═════ Input material ═════

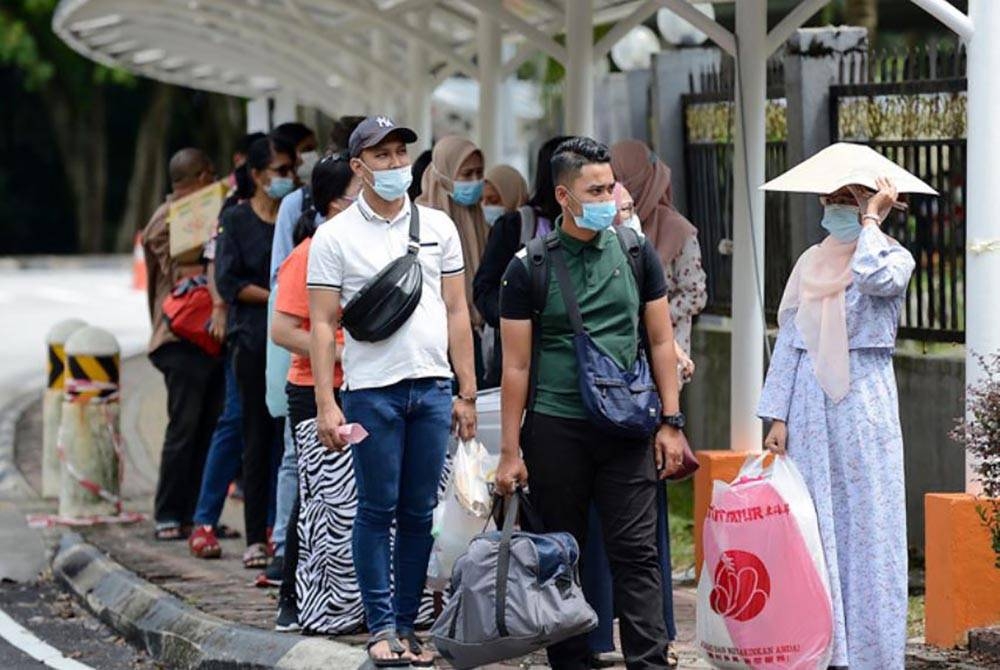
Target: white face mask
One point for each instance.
(492, 213)
(309, 160)
(633, 223)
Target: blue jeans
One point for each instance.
(224, 455)
(288, 482)
(397, 469)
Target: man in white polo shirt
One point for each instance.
(400, 388)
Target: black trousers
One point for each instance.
(195, 389)
(571, 464)
(261, 442)
(301, 407)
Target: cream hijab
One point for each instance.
(438, 183)
(815, 294)
(510, 185)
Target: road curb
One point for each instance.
(179, 635)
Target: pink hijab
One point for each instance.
(815, 294)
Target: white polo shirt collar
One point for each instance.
(372, 216)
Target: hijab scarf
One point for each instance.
(438, 183)
(510, 185)
(647, 178)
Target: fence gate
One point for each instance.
(912, 108)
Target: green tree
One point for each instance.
(74, 92)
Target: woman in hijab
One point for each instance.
(453, 183)
(831, 398)
(647, 179)
(504, 192)
(508, 233)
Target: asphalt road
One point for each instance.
(31, 301)
(63, 626)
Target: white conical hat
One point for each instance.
(842, 164)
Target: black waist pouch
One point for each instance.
(389, 298)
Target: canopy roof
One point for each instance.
(314, 51)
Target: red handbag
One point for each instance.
(188, 312)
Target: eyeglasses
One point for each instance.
(282, 170)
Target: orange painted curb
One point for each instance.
(716, 464)
(962, 583)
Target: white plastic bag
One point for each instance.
(474, 468)
(764, 593)
(462, 513)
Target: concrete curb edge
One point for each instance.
(176, 634)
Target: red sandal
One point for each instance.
(204, 544)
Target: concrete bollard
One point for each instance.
(52, 404)
(89, 432)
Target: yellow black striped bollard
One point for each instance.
(52, 400)
(90, 432)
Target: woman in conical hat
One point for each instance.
(831, 399)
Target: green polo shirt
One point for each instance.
(609, 306)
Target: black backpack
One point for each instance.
(539, 271)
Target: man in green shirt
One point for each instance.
(554, 445)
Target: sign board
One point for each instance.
(192, 220)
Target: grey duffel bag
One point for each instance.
(512, 593)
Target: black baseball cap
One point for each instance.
(373, 130)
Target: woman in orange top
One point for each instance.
(334, 188)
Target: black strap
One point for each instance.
(306, 200)
(503, 562)
(566, 288)
(631, 245)
(414, 245)
(538, 270)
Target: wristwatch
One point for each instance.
(673, 420)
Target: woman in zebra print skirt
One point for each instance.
(319, 593)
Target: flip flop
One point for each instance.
(416, 646)
(395, 647)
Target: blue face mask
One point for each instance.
(280, 187)
(391, 184)
(467, 193)
(596, 215)
(841, 221)
(492, 213)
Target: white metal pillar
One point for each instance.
(490, 78)
(578, 92)
(419, 95)
(748, 224)
(982, 271)
(380, 47)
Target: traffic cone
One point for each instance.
(139, 276)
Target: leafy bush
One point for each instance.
(979, 433)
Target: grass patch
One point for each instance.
(915, 617)
(680, 507)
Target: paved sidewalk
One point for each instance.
(222, 588)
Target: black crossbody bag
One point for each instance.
(388, 299)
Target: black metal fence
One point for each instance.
(708, 149)
(909, 106)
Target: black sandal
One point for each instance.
(395, 647)
(417, 649)
(673, 661)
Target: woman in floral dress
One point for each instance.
(831, 398)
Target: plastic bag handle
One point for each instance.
(753, 466)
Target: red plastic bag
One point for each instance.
(188, 311)
(764, 593)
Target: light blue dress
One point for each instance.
(851, 456)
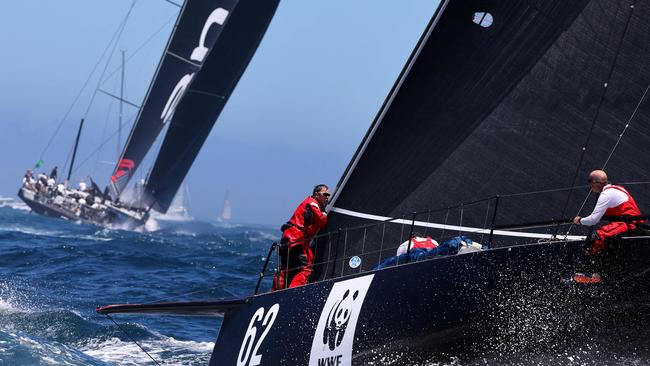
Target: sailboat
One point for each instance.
(208, 51)
(226, 214)
(499, 113)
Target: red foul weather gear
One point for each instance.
(296, 256)
(627, 208)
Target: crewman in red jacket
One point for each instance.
(296, 256)
(613, 201)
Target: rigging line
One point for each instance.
(173, 3)
(108, 116)
(109, 138)
(108, 59)
(76, 99)
(629, 121)
(101, 77)
(618, 49)
(132, 339)
(597, 114)
(143, 45)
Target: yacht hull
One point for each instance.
(418, 310)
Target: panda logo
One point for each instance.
(337, 320)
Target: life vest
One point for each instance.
(627, 208)
(418, 242)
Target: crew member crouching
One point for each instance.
(296, 256)
(613, 201)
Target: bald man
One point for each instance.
(613, 201)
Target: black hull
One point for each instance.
(45, 207)
(426, 308)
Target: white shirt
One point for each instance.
(608, 198)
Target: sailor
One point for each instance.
(296, 256)
(28, 180)
(613, 201)
(54, 173)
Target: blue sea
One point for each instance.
(53, 274)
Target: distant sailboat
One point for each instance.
(226, 214)
(180, 207)
(208, 51)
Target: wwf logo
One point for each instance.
(338, 319)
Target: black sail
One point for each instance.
(184, 54)
(498, 99)
(206, 96)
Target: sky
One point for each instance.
(294, 120)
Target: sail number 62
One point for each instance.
(245, 358)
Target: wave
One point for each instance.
(165, 350)
(24, 349)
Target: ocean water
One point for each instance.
(53, 274)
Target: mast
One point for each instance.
(236, 33)
(119, 123)
(74, 150)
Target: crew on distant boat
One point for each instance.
(296, 255)
(54, 173)
(28, 180)
(613, 201)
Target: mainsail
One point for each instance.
(498, 99)
(185, 53)
(205, 96)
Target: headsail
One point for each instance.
(498, 97)
(184, 55)
(206, 95)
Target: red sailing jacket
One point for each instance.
(308, 217)
(628, 208)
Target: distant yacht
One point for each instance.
(226, 214)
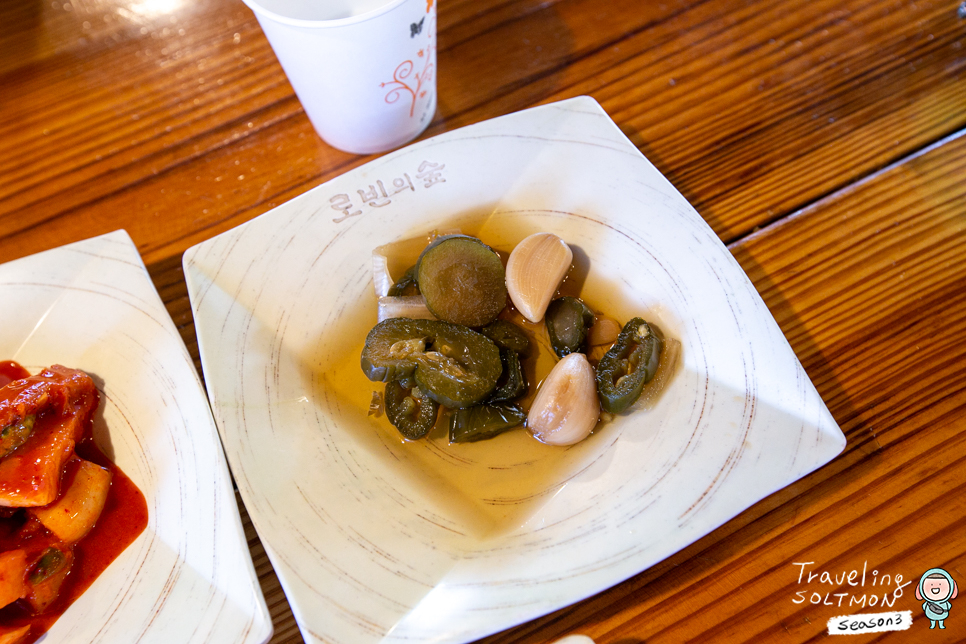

═════

_Stated problem_.
Render the entire listing above as a JSON list of strings, one string per line, skipping blank lines and leaving out the pictures.

_Expected output_.
[
  "Target: white face mask",
  "One point for each instance.",
  "(492, 213)",
  "(309, 160)",
  "(633, 223)",
  "Target: blue jeans",
  "One point for each instance.",
  "(224, 455)",
  "(288, 482)",
  "(397, 469)",
  "Target: man in white polo shirt",
  "One point for each instance.",
  "(400, 388)",
  "Target: black trousers",
  "One point for each instance.",
  "(195, 389)",
  "(571, 464)",
  "(261, 442)",
  "(301, 407)",
  "Target: cream hijab",
  "One point for each instance.",
  "(438, 183)",
  "(815, 294)",
  "(510, 185)",
  "Target: road curb",
  "One point for each instance.",
  "(179, 635)",
  "Target: pink hijab",
  "One point for each instance.",
  "(815, 294)",
  "Target: white polo shirt collar",
  "One point for each instance.",
  "(372, 216)",
  "Target: hijab scarf",
  "One point for each instance.",
  "(438, 183)",
  "(510, 185)",
  "(647, 178)",
  "Target: fence gate",
  "One point for each instance.",
  "(912, 108)",
  "Target: green tree",
  "One point for each instance.",
  "(74, 92)",
  "Target: woman in hijab",
  "One point for each instance.",
  "(453, 183)",
  "(831, 398)",
  "(647, 179)",
  "(504, 192)",
  "(508, 233)",
  "Target: asphalt road",
  "One point for each instance.",
  "(31, 301)",
  "(63, 626)",
  "Target: white conical hat",
  "One point for each instance.",
  "(842, 164)",
  "Target: black waist pouch",
  "One point for each instance.",
  "(389, 298)",
  "Target: canopy roof",
  "One point for each instance.",
  "(314, 51)",
  "Target: red handbag",
  "One point for each instance.",
  "(188, 312)",
  "Target: eyeglasses",
  "One point for each instance.",
  "(282, 170)",
  "Target: orange painted curb",
  "One point for each instance.",
  "(716, 464)",
  "(962, 583)",
  "Target: white plastic bag",
  "One point for each instance.",
  "(474, 468)",
  "(764, 593)",
  "(462, 513)",
  "Target: concrete curb edge",
  "One point for each instance.",
  "(176, 634)",
  "Target: red sandal",
  "One point for each instance.",
  "(204, 544)",
  "Target: concrete bollard",
  "One point for each instance.",
  "(52, 404)",
  "(89, 432)",
  "Target: yellow black striped bollard",
  "One point for each instance.",
  "(52, 400)",
  "(90, 432)",
  "Target: woman in conical hat",
  "One point for each instance.",
  "(831, 399)",
  "Target: green polo shirt",
  "One point for each instance.",
  "(609, 306)",
  "Target: black backpack",
  "One point for each instance.",
  "(539, 271)",
  "Target: man in green shirt",
  "One point for each instance.",
  "(554, 445)",
  "Target: sign board",
  "One point for each instance.",
  "(192, 220)",
  "Target: grey duffel bag",
  "One point for each instance.",
  "(512, 593)",
  "Target: black baseball cap",
  "One point for each instance.",
  "(373, 130)",
  "Target: woman in orange top",
  "One point for each instance.",
  "(334, 188)",
  "Target: black strap",
  "One point for each instance.",
  "(306, 200)",
  "(503, 562)",
  "(566, 288)",
  "(631, 245)",
  "(414, 245)",
  "(538, 270)",
  "Target: wristwatch",
  "One point for each instance.",
  "(673, 420)",
  "Target: woman in zebra print skirt",
  "One point for each instance.",
  "(319, 593)",
  "Target: flip flop",
  "One point for each instance.",
  "(416, 646)",
  "(395, 647)",
  "Target: blue face mask",
  "One point for each instance.",
  "(280, 187)",
  "(391, 184)",
  "(467, 193)",
  "(596, 215)",
  "(841, 221)",
  "(492, 213)",
  "Target: white metal pillar",
  "One point for each instance.",
  "(490, 78)",
  "(578, 92)",
  "(419, 95)",
  "(748, 224)",
  "(982, 271)",
  "(380, 47)",
  "Target: traffic cone",
  "One point for each instance.",
  "(139, 276)",
  "Target: leafy bush",
  "One point for each instance.",
  "(979, 433)",
  "Target: grass patch",
  "One point for each instance.",
  "(915, 617)",
  "(680, 507)",
  "Target: paved sidewalk",
  "One point for each instance.",
  "(222, 588)",
  "Target: black crossbody bag",
  "One point for each instance.",
  "(388, 299)",
  "Target: black metal fence",
  "One point for each instance.",
  "(708, 149)",
  "(909, 106)",
  "Target: black sandal",
  "One point for each instance.",
  "(395, 647)",
  "(417, 649)",
  "(673, 661)",
  "Target: woman in floral dress",
  "One point for each instance.",
  "(831, 398)",
  "Target: plastic bag handle",
  "One point for each instance.",
  "(753, 466)",
  "Target: red plastic bag",
  "One point for each instance.",
  "(188, 311)",
  "(764, 593)",
  "Target: light blue dress",
  "One point for each instance.",
  "(851, 456)",
  "Target: sailboat",
  "One point for each instance.",
  "(208, 51)",
  "(226, 214)",
  "(499, 113)",
  "Target: red foul weather gear",
  "One point for each instance.",
  "(296, 256)",
  "(627, 208)",
  "Target: crewman in red jacket",
  "One point for each instance.",
  "(296, 256)",
  "(613, 201)",
  "Target: rigging line",
  "One point for each instance.",
  "(173, 3)",
  "(108, 116)",
  "(109, 138)",
  "(108, 59)",
  "(76, 99)",
  "(629, 121)",
  "(101, 77)",
  "(618, 49)",
  "(132, 339)",
  "(597, 114)",
  "(143, 45)",
  "Target: yacht hull",
  "One point for each instance.",
  "(418, 310)",
  "Target: panda logo",
  "One point for each instance.",
  "(337, 320)",
  "Target: life vest",
  "One point for each instance.",
  "(627, 208)",
  "(418, 242)",
  "Target: crew member crouching",
  "One point for each instance.",
  "(296, 256)",
  "(613, 201)",
  "Target: bald man",
  "One point for each instance.",
  "(613, 201)",
  "Target: black hull",
  "One point for each instance.",
  "(45, 207)",
  "(426, 308)",
  "Target: white shirt",
  "One point for each instance.",
  "(608, 198)",
  "Target: sailor",
  "One point for each instance.",
  "(296, 256)",
  "(28, 180)",
  "(613, 201)",
  "(54, 173)",
  "Target: blue sea",
  "One point for each instance.",
  "(53, 274)",
  "Target: distant sailboat",
  "One point for each instance.",
  "(226, 214)",
  "(180, 207)",
  "(208, 51)",
  "Target: wwf logo",
  "One point for each instance.",
  "(338, 319)",
  "Target: black sail",
  "One point for each instance.",
  "(184, 54)",
  "(498, 99)",
  "(206, 96)",
  "Target: sky",
  "One point for each instance.",
  "(294, 120)",
  "Target: sail number 62",
  "One point for each instance.",
  "(245, 358)",
  "Target: wave",
  "One point for each instance.",
  "(165, 350)",
  "(24, 349)",
  "Target: ocean water",
  "One point for each instance.",
  "(53, 274)",
  "Target: mast",
  "One point for each instance.",
  "(236, 33)",
  "(119, 123)",
  "(74, 150)",
  "Target: crew on distant boat",
  "One point for each instance.",
  "(296, 255)",
  "(54, 173)",
  "(28, 180)",
  "(613, 201)",
  "Target: mainsail",
  "One point for each instance.",
  "(498, 99)",
  "(185, 53)",
  "(205, 96)",
  "Target: headsail",
  "One point for each instance.",
  "(498, 97)",
  "(184, 55)",
  "(206, 95)",
  "Target: red sailing jacket",
  "One point for each instance.",
  "(308, 217)",
  "(628, 208)",
  "Target: distant yacht",
  "One point for each instance.",
  "(226, 214)"
]